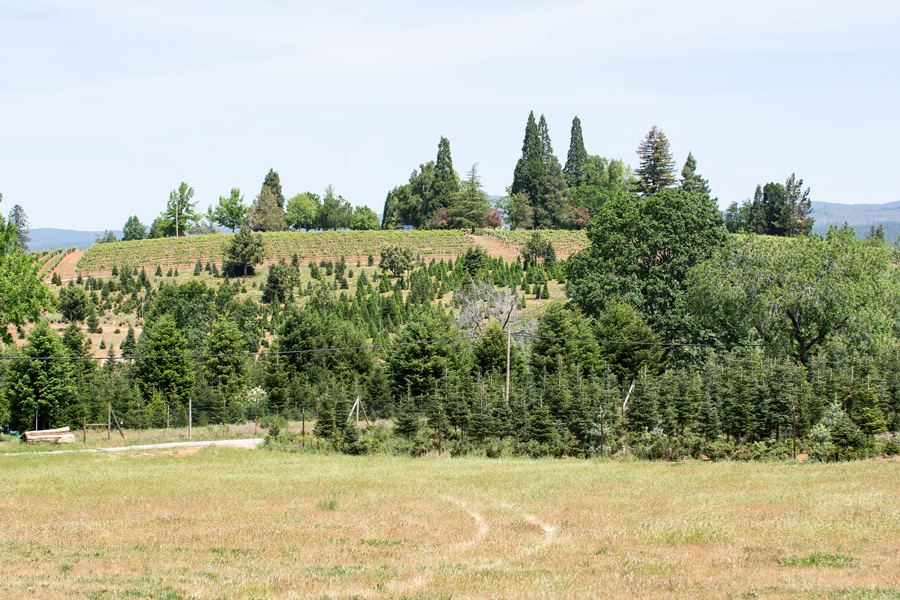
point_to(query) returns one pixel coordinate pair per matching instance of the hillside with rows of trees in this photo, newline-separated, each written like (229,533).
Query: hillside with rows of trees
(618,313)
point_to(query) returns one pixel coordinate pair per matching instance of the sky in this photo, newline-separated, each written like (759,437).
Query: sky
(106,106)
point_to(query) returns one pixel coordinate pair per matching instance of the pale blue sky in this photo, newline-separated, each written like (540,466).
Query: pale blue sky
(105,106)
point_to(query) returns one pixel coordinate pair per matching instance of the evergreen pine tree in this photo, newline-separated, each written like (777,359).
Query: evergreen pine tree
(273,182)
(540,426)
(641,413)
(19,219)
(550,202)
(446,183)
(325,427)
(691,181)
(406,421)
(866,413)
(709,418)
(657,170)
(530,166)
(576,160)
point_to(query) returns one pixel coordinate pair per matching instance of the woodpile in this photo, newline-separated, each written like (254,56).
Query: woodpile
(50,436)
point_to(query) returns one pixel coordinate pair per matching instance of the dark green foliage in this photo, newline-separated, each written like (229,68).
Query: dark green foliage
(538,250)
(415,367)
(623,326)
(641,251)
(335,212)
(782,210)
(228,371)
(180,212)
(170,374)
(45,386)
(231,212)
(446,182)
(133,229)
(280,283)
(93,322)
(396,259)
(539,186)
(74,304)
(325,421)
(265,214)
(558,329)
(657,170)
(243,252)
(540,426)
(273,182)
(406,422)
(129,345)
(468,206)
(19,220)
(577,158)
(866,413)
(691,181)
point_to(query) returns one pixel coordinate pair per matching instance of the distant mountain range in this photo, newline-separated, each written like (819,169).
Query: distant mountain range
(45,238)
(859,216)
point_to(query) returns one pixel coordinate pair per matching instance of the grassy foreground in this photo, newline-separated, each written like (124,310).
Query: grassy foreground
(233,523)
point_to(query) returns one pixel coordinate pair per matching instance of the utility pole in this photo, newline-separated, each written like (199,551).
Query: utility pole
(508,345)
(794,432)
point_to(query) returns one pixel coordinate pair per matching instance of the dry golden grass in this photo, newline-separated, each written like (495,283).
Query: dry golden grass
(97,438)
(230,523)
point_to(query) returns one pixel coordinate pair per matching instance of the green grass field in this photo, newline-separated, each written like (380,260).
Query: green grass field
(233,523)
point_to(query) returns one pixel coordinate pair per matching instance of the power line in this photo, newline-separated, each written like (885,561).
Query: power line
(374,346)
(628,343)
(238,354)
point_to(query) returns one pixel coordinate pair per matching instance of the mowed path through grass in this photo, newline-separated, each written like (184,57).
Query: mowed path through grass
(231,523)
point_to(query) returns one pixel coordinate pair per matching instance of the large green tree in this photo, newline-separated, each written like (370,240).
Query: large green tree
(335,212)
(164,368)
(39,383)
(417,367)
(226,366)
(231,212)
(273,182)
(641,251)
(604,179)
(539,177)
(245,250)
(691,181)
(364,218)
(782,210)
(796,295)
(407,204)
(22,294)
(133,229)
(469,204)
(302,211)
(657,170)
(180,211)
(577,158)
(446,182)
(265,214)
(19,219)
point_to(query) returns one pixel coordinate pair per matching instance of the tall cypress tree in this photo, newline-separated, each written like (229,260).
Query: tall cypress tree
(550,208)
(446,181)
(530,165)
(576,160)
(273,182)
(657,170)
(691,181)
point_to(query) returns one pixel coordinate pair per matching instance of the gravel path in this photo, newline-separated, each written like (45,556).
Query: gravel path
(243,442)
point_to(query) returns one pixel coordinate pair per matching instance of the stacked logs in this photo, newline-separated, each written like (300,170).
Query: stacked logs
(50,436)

○ ○ ○ ○ ○

WHAT THE TASK REQUIRES: Give all entries again verbatim, without any images.

EXERCISE RESPONSE:
point_to(query) returns one pixel coordinate pair per matching instance of the hillside with rows of trees in this photo, newline-separated, each written like (229,533).
Query: hillside with rows of trees
(618,313)
point_to(query) returns one pixel coordinate pair per matching instance of the sky in this photo, newline-separated, each written like (759,437).
Query: sky
(106,106)
point_to(query) returns one pixel coordinate pair per matching instance of the pale blue sky in this photo, newline-separated, each written like (540,466).
Query: pale blue sky
(105,106)
point_to(query) returns one pixel coordinate pair per matching instance of the evergreen pine tree in this photo, newline-separated, each written like (777,359).
Query: evergreen pine tree
(273,182)
(540,426)
(641,413)
(19,219)
(550,202)
(446,183)
(325,427)
(691,181)
(406,421)
(866,413)
(709,418)
(657,170)
(530,166)
(576,160)
point_to(query) returns one pixel coordinate pair per matching instance of the woodpile in this photo, newline-separated, each written like (254,56).
Query: woodpile
(50,436)
point_to(query) returns one pixel coordinate pair per matching instance of the dark green foliage in this photo, newline-separated, each written like (229,68).
Query: dark green foliage
(538,250)
(415,367)
(623,326)
(641,251)
(335,212)
(782,210)
(228,371)
(180,212)
(170,374)
(45,386)
(231,212)
(446,182)
(133,229)
(280,283)
(93,322)
(396,259)
(539,186)
(74,304)
(325,421)
(265,214)
(558,329)
(657,170)
(243,252)
(540,426)
(273,182)
(406,422)
(129,345)
(468,206)
(19,220)
(577,158)
(866,413)
(691,181)
point_to(query) returns one pixel coordinate pair per matching instance of the distant mountain range in this photo, newline-separated, each written like (819,169).
Query: distant mountain range
(45,238)
(859,216)
point_to(query) returns one pixel coordinate pair per matching instance of the grassy foreground in this photo, newline-separated, each written like (124,310).
Query: grassy foreground
(233,523)
point_to(query) returns one pixel coordinate pair per matching instance of the utility pole in this photo, newline-separated, each written like (199,551).
Query: utility pole
(508,345)
(794,432)
point_to(query) returns one pixel coordinate pair per matching instance of the dry golden grass in this photo, newline-separated, each written like (495,283).
Query: dry golden grass
(97,438)
(230,523)
point_to(query) returns one pixel coordinate pair per matching instance of the green grass field in this photo, newline-separated, each written like (380,260).
Query: green grass field
(233,523)
point_to(query) returns one pixel coordinate pair per matching instance of the power line in this photo, newline-separated, each written like (885,561).
Query: power line
(374,346)
(628,343)
(238,354)
point_to(query) returns one pixel coordinate pair per matching instance of the mowed path through grass in this photo, newline-separated, each written like (184,57).
Query: mowed path through grass
(231,523)
point_to(query) returns one pixel coordinate pair per matching instance of the large green tree in this photo, newline-separated, each written like (370,240).
Query: large green tree
(335,212)
(164,368)
(39,383)
(417,367)
(226,366)
(231,212)
(273,182)
(641,251)
(604,179)
(539,177)
(245,250)
(691,181)
(364,218)
(782,210)
(796,295)
(407,204)
(22,294)
(133,229)
(469,204)
(302,211)
(657,170)
(180,211)
(577,158)
(446,182)
(265,214)
(19,219)
point_to(query) returns one pixel coordinate pair per matching instance of the tall cypress tree in this photo, newline-separated, each written like (229,260).
Query: tall cypress tree
(550,208)
(446,181)
(530,165)
(576,160)
(273,182)
(657,170)
(691,181)
point_to(query) returns one pixel coordinate pair per matching instance of the gravel path in this photo, newline-separated, each written like (45,556).
Query: gravel path
(243,442)
point_to(query) returns one pixel coordinate pair per matching instance of the stacked logs in this photo, newline-separated, each written like (300,170).
Query: stacked logs
(50,436)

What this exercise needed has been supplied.